Written problem => Output the data exactly, with every line intact.

Lines of data:
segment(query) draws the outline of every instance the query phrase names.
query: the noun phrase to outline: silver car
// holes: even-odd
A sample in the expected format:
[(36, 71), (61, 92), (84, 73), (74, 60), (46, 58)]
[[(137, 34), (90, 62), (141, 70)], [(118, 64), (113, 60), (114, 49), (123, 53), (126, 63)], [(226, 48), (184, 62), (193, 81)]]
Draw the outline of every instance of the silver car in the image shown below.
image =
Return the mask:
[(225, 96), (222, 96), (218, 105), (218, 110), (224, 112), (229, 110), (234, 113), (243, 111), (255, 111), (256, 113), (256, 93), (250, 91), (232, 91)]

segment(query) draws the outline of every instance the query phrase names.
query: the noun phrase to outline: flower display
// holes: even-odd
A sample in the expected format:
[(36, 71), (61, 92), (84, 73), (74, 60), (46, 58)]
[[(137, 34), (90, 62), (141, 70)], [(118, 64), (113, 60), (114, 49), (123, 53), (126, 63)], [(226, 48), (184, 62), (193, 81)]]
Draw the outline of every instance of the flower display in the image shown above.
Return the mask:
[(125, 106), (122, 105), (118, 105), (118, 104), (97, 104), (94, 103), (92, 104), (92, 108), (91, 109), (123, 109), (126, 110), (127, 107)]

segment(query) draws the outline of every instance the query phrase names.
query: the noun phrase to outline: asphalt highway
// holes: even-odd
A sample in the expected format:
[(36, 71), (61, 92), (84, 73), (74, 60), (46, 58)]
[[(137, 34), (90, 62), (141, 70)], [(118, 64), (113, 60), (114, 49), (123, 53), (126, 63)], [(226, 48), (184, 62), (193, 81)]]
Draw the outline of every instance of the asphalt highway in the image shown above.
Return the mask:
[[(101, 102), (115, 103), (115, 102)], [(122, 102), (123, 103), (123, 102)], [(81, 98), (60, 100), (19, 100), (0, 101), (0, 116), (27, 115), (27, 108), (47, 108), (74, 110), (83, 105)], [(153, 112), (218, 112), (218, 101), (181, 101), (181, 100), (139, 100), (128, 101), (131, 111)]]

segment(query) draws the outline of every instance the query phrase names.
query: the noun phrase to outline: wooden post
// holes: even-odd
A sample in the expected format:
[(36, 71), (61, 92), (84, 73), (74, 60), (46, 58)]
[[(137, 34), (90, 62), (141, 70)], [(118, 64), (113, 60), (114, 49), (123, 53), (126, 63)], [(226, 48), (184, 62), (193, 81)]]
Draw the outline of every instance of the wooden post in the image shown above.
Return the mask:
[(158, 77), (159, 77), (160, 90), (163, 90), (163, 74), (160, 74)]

Solution =>
segment(query) draws the outline of every instance the query phrase names.
query: the noun phrase to outline: silver car
// holes: even-odd
A sample in the expected format:
[(36, 71), (61, 92), (84, 73), (74, 60), (46, 58)]
[[(137, 34), (90, 62), (141, 70)], [(118, 64), (113, 60), (114, 49), (123, 53), (126, 63)], [(226, 48), (184, 62), (193, 81)]]
Draw the outline of every instance of the silver car in the image shown below.
image =
Return the mask:
[(225, 96), (222, 96), (218, 105), (218, 110), (224, 112), (229, 110), (234, 113), (243, 111), (255, 111), (256, 113), (256, 93), (250, 91), (232, 91)]

segment(query) draws the outline of every instance the query phrase names.
query: the noun phrase to outline: flower display
// holes: even-odd
A sample in the expected format:
[(36, 71), (61, 92), (84, 73), (74, 60), (46, 58)]
[[(137, 34), (90, 62), (141, 70)], [(118, 64), (113, 60), (114, 49), (123, 53), (126, 63)], [(226, 48), (184, 62), (193, 81)]]
Draw the outline of every instance of the flower display in the image shown above.
Return the mask:
[(125, 106), (122, 105), (118, 105), (118, 104), (97, 104), (94, 103), (92, 104), (92, 108), (91, 109), (123, 109), (126, 110), (127, 107)]

segment(query) draws the outline of every instance the query phrase names.
query: the noun phrase to outline: asphalt highway
// holes: even-odd
A sample in the expected format:
[(36, 71), (61, 92), (84, 73), (74, 60), (46, 58)]
[[(137, 34), (90, 62), (141, 70)], [(118, 64), (113, 60), (114, 49), (123, 53), (126, 63)], [(226, 48), (184, 62), (193, 81)]]
Draw the outline of every instance of the asphalt highway in the image shown above.
Return the mask:
[[(101, 102), (115, 103), (115, 102)], [(122, 102), (123, 103), (123, 102)], [(81, 98), (60, 100), (19, 100), (0, 101), (0, 116), (27, 115), (27, 108), (47, 108), (74, 110), (83, 105)], [(153, 112), (218, 112), (218, 101), (181, 101), (181, 100), (139, 100), (128, 101), (131, 111)]]

segment(query) draws the outline of every instance the query phrase names.
query: the noun phrase to outline: wooden post
// holes: even-odd
A sample in the expected format:
[(36, 71), (61, 92), (84, 73), (74, 60), (46, 58)]
[[(137, 34), (90, 62), (141, 70)], [(118, 64), (113, 60), (114, 49), (123, 53), (126, 63)], [(226, 48), (184, 62), (193, 81)]]
Draw the outline of every instance of the wooden post in the image shown above.
Return the mask:
[(158, 77), (159, 77), (160, 90), (163, 90), (163, 74), (160, 74)]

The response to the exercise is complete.